• Excerpted passage:
□ □ □ □ □
The innovative methodological framework offers new possibilities for deriving
integrated sustainability strategies, based on dynamic network analysis.
2.4. Production, distribution and consumption in viable economic networks
Focusing on the dynamics of markets and industries in
economic networks, special attention will be given to the evolution of
market structures driven by strategic alliances or network coalitions,
by patent, brand names and other forms of intellectual property rights,
or by the introduction of new technologies like e-marketing, in the battle
for market access and power. The economic dynamics is the aggregate outcome
of a dispersed set of interactions, whose "neighbourhood" or "niche" structure
constitutes one of the main objects of the analysis. Interactions
in market networks are generally not controlled by a centralized entity,
but are shaped by mechanisms of both competition and coordination among
firms. Thus, strategies, behaviours and actions continuously evolve as
agents accumulate experience in their attempt to cope with a permanently
changing landscape. In such settings heterogeneity is indeed a fundamental
source of innovation and drives the evolution of economic networks. The
development of techniques that allow to correctly deal with the notion
of heterogeneity and evolving networks is one of the challenges not rigorously
addressed before.
Increasingly production and consumption of economic goods
are dependent on global distribution chains, based on transport networks
for energy and materials as well as virtual networks for information flow.
The abuse of monopsony power in international distribution chains might
have a detrimental effect on the long term viability of markets and raises
concern about fair competition. Since the organisation of distribution
networks has profound effects on the way the production is organized in
a worldwide scale and, at the same time, often localized, research on a
viable network designs provides new principles and criteria usable for
definition and implementation of anti-trust policies.
3. Methodological development
In parallel to new insights in the domains of the case
studies fostered by the common theoretical framework, their demands and
observations will in turn contribute to the transfer of the general concept
of viable complex networks (VCN) into a well-established theory. This effect
will be twofold: first, theoretical concepts are refined or newly developed
and mathematical theorems about their interconnections will be proved.
Second, these theoretical improvements will coagulate to software tools
that can be directly applied to the case studies as well as forthcoming
applications. Only few numerical tools of this kind are available at present.
The wide spectrum of motivating applications and case
studies requires a coherent interdisciplinary approach for abstracting
the relevant features common to these systems in order to assess, design
and manage evolving complex networks. Although many physicists and system
engineers do tackle some of the above problems with existing tools, few
applied mathematicians are engaged in designing new tools dedicated to
these questions. A group of applied mathematicians is strongly involved
in the multidisciplinary team in charge of this project, to master the
challenge of developing an integrated theoretical framework of viable complex
networks, developing a set of formal tools and innovative mathematical
techniques based on non-linear dynamics, qualitative differential equations,
viability theory, differential inclusions and hybrid control.
The project follows an innovative yet risky path in order
to develop the envisioned framework for complex system analysis, management
and control. Most likely, the project is expected to enhance state-of-the-art
knowledge in the case studies and to improve the efficiency of numerical
methods that implement viability theory. The approach that we have chosen
is highly promising to achieve the ambitious goals and generate benefits,
both for the project partners and other users of the results as well.
□ □ □ □ □
• Task 1:
Do these statements agree with the project excerpt? Answer yes or no for each and quote the words that decide it.
(a) Interactions in market networks are controlled by a centralized entity.
(b) Many numerical tools of this kind are already available.
(c) A group of applied mathematicians belongs to the team in charge of the project.
• Task 2: According to the project excerpt, what might the abuse of monopsony power in international distribution chains harm?
• Task 3: Which mathematical techniques does the project excerpt give as the basis for the formal tools and techniques to be developed? List all of them.
The records that come next are separate material and are unrelated to the project excerpt.
□ □ □ □ □
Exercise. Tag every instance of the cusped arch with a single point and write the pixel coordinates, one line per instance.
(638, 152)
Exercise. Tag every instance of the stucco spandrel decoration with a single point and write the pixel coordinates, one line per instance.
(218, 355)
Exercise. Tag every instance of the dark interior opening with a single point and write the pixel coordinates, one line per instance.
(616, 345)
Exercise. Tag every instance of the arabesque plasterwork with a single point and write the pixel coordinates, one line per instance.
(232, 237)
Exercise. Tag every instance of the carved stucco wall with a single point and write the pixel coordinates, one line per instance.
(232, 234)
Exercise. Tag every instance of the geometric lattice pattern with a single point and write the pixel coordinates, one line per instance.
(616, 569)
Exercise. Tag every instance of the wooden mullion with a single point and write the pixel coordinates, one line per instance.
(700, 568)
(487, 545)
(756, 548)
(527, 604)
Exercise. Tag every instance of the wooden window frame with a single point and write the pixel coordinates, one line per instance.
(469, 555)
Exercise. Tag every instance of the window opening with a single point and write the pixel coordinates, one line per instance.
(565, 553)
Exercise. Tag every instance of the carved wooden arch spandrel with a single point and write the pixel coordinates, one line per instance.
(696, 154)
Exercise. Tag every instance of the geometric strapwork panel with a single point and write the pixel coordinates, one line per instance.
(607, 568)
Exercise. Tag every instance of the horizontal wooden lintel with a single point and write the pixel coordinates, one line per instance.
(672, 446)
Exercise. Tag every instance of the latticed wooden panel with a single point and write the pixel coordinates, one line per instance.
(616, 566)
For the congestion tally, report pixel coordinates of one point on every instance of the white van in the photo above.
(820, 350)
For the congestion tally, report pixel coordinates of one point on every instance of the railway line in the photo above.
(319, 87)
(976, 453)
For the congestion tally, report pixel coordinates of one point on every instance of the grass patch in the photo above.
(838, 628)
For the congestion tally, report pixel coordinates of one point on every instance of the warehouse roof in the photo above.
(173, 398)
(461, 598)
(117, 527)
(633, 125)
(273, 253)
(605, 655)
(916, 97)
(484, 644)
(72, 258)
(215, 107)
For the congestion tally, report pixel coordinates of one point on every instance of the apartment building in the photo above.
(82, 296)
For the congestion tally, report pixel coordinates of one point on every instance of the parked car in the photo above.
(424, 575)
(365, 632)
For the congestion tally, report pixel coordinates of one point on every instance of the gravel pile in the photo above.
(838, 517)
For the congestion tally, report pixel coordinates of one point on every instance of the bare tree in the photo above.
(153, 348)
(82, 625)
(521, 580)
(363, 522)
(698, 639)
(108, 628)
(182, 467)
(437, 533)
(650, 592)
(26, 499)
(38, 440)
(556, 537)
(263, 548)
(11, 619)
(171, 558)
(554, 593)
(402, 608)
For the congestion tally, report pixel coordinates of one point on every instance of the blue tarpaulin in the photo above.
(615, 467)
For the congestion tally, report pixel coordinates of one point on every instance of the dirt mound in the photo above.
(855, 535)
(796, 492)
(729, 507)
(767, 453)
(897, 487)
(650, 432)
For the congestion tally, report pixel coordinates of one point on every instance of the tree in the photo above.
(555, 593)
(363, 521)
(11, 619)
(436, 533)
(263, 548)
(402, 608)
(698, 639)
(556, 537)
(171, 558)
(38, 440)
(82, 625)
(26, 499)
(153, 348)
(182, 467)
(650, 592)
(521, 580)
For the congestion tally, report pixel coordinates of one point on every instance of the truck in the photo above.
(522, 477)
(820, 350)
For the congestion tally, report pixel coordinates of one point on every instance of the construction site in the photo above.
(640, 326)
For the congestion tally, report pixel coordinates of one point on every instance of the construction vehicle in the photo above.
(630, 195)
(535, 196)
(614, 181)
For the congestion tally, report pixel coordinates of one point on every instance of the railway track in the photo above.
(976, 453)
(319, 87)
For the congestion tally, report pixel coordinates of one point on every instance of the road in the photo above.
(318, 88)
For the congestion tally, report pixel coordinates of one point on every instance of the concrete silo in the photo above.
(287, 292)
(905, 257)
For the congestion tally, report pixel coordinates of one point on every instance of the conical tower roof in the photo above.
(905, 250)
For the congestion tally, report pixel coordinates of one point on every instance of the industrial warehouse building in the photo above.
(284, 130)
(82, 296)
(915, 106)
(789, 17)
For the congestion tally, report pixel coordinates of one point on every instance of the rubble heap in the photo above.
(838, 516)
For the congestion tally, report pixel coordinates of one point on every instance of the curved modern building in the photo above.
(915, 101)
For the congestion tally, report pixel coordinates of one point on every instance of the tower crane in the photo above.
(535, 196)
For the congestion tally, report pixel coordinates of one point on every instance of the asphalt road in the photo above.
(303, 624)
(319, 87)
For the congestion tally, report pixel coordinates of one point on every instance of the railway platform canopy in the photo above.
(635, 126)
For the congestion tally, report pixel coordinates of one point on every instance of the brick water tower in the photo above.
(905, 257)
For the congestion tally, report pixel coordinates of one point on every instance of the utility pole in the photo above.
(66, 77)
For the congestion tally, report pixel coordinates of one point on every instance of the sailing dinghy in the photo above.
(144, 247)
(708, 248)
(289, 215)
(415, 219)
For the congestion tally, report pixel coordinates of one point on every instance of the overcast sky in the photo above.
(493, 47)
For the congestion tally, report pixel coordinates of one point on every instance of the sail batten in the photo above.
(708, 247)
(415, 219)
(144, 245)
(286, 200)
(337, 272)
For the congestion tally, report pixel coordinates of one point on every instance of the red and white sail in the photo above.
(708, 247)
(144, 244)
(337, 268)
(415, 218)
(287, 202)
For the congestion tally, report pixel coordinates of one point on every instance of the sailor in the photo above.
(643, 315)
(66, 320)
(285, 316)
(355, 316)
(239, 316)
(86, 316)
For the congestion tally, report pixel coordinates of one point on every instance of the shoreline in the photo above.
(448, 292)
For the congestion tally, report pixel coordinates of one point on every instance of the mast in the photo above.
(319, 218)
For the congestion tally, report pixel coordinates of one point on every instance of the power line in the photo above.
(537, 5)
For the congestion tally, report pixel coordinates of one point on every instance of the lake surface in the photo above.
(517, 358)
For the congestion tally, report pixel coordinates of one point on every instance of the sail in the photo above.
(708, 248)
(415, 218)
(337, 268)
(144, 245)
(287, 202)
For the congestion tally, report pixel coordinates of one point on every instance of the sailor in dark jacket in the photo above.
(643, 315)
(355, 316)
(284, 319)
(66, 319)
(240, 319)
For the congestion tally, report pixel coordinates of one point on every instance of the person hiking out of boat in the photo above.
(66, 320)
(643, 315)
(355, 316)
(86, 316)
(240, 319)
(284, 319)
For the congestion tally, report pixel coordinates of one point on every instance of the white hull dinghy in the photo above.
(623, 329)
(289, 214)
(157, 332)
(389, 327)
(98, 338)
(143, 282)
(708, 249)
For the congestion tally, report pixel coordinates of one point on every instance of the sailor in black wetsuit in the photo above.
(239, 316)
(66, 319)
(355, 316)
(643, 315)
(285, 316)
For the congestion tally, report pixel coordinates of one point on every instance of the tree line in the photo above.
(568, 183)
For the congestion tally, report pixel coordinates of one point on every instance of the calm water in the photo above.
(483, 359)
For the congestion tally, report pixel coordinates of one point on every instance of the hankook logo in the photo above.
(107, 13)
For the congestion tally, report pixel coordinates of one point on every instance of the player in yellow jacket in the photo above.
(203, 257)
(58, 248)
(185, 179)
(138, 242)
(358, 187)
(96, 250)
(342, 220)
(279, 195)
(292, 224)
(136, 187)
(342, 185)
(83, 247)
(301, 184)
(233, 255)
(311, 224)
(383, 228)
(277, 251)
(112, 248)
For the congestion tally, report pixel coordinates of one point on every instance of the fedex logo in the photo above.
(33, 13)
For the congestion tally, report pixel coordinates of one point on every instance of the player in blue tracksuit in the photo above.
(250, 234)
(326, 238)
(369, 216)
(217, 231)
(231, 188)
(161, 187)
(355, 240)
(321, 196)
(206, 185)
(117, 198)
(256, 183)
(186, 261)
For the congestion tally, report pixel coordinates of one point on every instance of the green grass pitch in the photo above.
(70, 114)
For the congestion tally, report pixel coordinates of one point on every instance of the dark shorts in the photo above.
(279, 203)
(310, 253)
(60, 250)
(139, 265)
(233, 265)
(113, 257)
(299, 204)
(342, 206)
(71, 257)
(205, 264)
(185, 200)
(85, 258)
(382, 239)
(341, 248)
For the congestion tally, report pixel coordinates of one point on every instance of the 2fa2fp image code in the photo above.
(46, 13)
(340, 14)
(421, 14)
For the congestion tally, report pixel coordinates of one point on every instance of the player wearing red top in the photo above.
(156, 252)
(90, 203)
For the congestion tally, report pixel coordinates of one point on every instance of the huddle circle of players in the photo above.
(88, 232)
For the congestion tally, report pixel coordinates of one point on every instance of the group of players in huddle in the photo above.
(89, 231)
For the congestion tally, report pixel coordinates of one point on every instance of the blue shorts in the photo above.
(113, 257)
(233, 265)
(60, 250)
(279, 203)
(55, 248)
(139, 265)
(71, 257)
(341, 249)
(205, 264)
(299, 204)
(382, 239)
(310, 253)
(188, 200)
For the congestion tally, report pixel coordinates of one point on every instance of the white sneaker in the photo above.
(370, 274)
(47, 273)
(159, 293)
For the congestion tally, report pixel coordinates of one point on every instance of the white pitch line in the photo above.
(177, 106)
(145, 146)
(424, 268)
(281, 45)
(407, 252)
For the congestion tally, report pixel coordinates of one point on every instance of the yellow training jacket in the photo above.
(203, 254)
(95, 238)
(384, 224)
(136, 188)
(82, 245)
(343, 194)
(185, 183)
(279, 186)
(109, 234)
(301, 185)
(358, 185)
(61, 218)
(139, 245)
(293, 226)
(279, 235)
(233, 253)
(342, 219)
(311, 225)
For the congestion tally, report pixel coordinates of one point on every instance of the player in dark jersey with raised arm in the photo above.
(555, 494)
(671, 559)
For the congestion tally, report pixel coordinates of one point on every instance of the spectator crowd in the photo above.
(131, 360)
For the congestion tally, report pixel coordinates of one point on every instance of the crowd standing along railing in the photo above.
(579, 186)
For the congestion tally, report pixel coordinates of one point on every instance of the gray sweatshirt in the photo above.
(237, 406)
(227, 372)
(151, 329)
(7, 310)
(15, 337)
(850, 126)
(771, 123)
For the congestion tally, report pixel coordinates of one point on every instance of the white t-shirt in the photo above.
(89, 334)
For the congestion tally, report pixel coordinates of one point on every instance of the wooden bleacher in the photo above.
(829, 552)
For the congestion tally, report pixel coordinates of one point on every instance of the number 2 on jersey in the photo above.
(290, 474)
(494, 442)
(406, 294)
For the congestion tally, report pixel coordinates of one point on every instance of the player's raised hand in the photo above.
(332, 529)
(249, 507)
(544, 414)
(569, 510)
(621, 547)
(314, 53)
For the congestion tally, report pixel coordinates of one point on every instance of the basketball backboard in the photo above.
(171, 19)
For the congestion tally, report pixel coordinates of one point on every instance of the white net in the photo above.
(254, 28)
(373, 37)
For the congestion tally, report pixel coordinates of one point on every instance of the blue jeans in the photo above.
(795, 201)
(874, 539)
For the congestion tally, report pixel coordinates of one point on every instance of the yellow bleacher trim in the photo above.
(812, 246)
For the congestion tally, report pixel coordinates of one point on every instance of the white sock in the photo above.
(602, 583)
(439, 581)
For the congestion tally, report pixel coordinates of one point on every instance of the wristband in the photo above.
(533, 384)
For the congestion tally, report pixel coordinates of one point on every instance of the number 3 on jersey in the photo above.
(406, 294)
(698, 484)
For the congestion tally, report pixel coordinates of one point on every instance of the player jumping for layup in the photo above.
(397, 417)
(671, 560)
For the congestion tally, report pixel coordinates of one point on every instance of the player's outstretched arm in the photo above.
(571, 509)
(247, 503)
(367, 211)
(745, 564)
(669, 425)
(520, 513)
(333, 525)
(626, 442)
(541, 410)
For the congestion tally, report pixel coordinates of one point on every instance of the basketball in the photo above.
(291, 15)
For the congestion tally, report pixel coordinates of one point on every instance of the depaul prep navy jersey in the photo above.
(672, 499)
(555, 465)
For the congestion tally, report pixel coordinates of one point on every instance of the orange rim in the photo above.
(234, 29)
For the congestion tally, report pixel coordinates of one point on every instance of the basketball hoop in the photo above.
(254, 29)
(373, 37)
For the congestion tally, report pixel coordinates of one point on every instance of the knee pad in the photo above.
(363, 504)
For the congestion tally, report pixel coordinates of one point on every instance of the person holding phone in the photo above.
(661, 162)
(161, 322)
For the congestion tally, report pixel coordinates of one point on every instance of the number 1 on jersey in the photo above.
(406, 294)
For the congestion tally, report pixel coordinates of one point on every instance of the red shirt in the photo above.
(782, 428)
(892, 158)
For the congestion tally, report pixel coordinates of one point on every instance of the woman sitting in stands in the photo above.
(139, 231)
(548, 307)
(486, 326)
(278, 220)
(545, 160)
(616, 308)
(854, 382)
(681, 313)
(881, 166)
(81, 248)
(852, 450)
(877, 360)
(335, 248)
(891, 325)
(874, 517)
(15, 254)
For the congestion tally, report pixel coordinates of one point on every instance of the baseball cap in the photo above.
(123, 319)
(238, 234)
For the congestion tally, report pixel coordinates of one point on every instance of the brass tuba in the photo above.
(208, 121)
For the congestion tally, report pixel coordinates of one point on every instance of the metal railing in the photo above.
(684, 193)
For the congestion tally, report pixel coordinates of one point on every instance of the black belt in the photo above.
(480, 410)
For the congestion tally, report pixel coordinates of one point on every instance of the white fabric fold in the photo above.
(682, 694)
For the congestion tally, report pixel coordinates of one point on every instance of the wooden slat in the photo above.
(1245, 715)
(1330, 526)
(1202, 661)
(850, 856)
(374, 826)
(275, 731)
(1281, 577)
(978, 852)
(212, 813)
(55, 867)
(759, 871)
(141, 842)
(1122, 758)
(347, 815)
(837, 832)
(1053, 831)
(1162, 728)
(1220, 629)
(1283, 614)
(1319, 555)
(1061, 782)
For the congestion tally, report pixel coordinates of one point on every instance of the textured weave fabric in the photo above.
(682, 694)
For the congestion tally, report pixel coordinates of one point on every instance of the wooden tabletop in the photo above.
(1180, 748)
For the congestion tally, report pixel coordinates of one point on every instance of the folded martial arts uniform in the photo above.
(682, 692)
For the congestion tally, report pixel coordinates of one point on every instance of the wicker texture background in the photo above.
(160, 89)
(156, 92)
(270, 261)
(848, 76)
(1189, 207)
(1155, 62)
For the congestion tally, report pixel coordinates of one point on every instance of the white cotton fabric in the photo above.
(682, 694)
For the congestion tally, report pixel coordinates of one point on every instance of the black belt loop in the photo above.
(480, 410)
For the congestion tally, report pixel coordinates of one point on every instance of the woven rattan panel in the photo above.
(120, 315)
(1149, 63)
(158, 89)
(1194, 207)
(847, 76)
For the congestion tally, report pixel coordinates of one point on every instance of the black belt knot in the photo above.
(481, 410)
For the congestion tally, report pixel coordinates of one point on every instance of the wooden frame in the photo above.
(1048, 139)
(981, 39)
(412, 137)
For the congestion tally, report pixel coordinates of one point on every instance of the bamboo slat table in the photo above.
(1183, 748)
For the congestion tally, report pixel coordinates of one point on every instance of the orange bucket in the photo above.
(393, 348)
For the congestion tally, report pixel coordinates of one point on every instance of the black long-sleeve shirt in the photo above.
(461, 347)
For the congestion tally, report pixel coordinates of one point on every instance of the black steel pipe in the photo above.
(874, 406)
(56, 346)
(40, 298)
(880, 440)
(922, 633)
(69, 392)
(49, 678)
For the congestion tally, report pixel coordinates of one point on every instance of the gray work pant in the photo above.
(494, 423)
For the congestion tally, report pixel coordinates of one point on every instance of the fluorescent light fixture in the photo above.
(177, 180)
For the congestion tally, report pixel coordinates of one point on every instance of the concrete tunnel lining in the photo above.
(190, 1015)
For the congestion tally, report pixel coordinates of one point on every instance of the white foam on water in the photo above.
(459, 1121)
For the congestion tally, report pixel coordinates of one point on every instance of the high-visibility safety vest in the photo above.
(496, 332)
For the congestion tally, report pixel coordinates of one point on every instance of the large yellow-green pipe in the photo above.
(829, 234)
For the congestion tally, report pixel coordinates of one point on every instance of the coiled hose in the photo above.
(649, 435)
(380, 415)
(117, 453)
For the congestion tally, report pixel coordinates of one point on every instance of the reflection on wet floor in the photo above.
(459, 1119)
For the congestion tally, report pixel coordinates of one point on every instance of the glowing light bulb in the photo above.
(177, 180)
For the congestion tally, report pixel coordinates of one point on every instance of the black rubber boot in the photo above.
□ □ □ □ □
• Response 1:
(a) No: "Interactions in market networks are generally not controlled by a centralized entity"
(b) No: "Only few numerical tools of this kind are available at present."
(c) Yes: "A group of applied mathematicians is strongly involved in the multidisciplinary team in charge of this project"

• Response 2: The long term viability of markets.

• Response 3:
- non-linear dynamics
- qualitative differential equations
- viability theory
- differential inclusions
- hybrid control